In a letter to lawyers yesterday, leaders of the state trial and appeals courts announced their court buildings will likely remain shut through at least the end of June, but that trials probably won't restart until September, due to Covid-19 concerns.
Still, as judges and lawyers have gotten better adept at online justice, there will be fewer delays in pre-trial hearings and conferences as those move to videoconferences and phone calls, SJC Chief Justice Ralph Gants, Appeals Court Chief Justice Mark Green and Trial Court Chief Justice Paula Carey wrote yesterday.
We expect that courthouses will physically reopen this summer, but only in stages and only for certain matters that require in-person appearances. Even as courthouses reopen, we will still need to conduct most court business virtually to reduce the number of lawyers, litigants, and court personnel that come to the courthouse, so that those who must come can do so safely with the necessary social distancing. The days when our Trial Court welcomed approximately 40,000 persons a day into our courthouses are over, at least for the duration of the pandemic. ...
We hope that, in September, if schools reopen, we will once again begin to conduct jury trials. But the challenges of conducting jury trials with social distancing during a pandemic are formidable, and will require us to reimagine how juries are empaneled, where they will sit during trial, and where they will deliberate so that jurors can both be safe and feel safe. We are hard at work trying to address those challenges, and it is premature to predict now what it will look like.

To do
[1] Say whether each statement agrees with the court reopening text, answering yes or no and quoting the words that decide it: (a) pre-trial hearings and conferences will face more delays, (b) courthouses will reopen all at once this summer, (c) the Trial Court once welcomed about 40,000 persons a day.
[2] Please write a continuation of the court reopening text, starting after its final sentence.
The items come from a separate source, not from the court reopening text.

Listed records
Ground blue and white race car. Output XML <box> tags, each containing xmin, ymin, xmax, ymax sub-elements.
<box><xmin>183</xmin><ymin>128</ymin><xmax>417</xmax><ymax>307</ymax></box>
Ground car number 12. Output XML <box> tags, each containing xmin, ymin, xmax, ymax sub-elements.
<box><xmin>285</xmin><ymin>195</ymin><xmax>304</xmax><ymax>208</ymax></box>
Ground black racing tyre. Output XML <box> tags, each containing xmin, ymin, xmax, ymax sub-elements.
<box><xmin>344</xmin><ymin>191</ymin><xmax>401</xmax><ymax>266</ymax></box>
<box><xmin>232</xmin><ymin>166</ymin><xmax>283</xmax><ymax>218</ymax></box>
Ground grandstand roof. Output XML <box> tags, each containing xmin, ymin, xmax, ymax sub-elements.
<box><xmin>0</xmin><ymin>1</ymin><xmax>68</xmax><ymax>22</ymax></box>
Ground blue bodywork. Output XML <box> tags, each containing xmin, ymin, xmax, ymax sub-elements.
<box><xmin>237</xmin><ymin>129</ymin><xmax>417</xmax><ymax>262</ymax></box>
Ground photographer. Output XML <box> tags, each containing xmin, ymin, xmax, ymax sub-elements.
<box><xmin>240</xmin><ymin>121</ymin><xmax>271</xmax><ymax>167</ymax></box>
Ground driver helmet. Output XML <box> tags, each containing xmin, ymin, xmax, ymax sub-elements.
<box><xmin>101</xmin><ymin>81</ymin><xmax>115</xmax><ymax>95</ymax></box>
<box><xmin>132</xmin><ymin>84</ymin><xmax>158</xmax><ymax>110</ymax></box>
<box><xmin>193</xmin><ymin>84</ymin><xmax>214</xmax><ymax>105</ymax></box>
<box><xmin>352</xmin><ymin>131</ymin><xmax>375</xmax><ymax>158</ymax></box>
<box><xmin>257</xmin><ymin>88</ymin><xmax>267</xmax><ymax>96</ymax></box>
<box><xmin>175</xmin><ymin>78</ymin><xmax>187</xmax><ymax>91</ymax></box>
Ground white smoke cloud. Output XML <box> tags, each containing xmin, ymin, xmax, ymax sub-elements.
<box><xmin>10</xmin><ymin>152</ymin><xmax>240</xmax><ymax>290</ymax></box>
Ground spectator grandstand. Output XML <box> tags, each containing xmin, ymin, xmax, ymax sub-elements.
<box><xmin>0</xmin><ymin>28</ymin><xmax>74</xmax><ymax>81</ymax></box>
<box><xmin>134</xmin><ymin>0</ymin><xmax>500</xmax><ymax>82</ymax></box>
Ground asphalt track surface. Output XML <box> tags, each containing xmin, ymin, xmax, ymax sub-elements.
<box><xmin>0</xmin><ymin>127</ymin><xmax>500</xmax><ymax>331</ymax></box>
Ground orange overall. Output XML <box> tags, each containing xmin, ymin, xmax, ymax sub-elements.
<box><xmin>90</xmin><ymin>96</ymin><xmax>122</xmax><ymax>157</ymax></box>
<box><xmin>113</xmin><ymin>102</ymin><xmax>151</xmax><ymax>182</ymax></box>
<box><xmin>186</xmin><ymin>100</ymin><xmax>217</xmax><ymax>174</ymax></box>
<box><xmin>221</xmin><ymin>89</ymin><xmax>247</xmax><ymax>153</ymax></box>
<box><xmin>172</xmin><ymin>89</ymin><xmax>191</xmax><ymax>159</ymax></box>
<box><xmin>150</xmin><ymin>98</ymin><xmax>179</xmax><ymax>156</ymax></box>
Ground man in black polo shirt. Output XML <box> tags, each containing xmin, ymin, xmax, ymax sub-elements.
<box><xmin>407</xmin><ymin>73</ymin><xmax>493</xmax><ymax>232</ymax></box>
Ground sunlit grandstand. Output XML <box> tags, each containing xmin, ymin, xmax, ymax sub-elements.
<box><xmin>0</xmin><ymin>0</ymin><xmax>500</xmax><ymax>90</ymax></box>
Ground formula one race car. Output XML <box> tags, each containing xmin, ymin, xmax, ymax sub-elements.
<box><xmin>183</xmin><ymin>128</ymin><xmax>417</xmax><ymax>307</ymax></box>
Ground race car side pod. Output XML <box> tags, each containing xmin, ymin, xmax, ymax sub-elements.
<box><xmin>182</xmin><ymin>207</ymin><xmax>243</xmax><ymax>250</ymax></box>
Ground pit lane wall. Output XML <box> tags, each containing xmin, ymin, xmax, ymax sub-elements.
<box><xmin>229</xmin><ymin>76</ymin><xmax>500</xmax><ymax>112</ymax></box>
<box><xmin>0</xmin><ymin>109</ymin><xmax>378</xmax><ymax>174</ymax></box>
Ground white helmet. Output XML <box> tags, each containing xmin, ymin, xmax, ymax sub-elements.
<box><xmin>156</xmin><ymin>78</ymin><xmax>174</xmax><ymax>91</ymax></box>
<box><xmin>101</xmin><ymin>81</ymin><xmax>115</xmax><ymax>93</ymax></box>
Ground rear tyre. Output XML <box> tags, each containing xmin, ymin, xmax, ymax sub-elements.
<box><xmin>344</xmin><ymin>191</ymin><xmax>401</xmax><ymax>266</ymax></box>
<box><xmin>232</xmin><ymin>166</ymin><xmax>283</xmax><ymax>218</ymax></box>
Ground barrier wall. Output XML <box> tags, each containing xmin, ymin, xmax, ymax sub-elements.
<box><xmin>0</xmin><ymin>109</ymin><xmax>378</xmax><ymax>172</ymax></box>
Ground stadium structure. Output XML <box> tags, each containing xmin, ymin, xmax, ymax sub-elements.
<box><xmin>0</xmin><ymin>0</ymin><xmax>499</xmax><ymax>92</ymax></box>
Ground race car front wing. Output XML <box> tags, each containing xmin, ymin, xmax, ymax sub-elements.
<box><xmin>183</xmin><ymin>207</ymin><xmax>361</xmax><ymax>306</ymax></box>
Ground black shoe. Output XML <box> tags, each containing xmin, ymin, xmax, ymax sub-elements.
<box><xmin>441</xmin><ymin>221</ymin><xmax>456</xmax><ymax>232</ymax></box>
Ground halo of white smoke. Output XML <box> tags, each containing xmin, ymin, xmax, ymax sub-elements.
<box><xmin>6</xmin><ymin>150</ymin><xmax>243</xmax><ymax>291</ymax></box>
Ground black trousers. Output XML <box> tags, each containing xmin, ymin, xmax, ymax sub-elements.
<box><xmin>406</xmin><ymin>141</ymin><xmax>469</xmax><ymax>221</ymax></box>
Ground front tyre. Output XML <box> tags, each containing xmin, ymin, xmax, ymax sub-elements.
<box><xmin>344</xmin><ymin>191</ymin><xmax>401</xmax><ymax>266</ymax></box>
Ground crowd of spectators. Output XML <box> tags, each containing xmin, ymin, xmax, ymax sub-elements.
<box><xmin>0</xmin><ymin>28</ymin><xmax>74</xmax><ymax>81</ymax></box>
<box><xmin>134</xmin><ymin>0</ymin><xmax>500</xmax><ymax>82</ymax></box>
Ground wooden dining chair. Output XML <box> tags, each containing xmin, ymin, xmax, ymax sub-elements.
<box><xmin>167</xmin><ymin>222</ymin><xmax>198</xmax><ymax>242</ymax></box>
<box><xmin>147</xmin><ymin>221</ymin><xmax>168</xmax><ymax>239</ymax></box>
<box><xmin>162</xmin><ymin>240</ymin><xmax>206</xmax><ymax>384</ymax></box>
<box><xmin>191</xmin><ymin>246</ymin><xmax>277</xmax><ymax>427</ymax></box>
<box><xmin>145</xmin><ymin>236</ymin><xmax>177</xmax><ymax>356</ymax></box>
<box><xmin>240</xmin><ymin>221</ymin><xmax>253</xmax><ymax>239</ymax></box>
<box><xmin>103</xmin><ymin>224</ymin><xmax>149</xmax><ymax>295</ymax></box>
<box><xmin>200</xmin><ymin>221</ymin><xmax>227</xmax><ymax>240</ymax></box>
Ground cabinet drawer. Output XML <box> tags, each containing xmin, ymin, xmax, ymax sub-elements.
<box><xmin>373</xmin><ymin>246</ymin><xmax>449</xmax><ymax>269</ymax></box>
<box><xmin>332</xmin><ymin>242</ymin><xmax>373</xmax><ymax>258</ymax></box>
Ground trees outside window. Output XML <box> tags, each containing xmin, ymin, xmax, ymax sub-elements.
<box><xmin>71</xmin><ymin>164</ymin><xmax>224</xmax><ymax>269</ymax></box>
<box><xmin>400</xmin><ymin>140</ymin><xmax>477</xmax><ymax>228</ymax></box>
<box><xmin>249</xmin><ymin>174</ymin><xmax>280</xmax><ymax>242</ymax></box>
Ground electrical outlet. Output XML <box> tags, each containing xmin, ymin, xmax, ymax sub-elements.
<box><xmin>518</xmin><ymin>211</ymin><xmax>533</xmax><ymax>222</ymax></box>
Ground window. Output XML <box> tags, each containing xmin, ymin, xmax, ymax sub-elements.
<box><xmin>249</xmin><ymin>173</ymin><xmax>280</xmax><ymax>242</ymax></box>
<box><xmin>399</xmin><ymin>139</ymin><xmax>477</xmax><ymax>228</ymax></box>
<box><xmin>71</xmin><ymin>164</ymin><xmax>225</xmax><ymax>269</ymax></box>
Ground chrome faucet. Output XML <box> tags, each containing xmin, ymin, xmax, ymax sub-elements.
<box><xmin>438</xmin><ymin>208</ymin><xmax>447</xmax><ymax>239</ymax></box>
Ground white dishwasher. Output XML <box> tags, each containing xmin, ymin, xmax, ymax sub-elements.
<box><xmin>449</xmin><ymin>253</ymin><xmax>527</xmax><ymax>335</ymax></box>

Expected results
[1]
(a) No: "there will be fewer delays in pre-trial hearings and conferences"
(b) No: "only in stages and only for certain matters that require in-person appearances"
(c) Yes: "our Trial Court welcomed approximately 40,000 persons a day into our courthouses"

[2]
The justices continued that, in the long run, the changes made to accommodate online justice will turn out to be a good thing:
Long before the pandemic, we recognized that the civil courts of the future would need to resolve an increasing number and range of matters without burdening attorneys, litigants, and witnesses with the need to come to a courthouse. By doing so, we would enable attorneys to reduce the time (and therefore the cost) devoted to litigation, spare self-represented litigants from the need to miss work or find child or elder care, and allow civil disputes to be resolved equally thoughtfully but more efficiently. Before the pandemic, we expected that it would take years to make substantial progress in this regard; with the pandemic, we have made substantial progress in just a few months. Therefore, even when this pandemic is behind us, we do not believe we will or should go back to doing things as we did in February. We are, more quickly than many thought we could and with some stumbles along the way, creating a more modern and efficient court system that will survive after the pandemic has passed.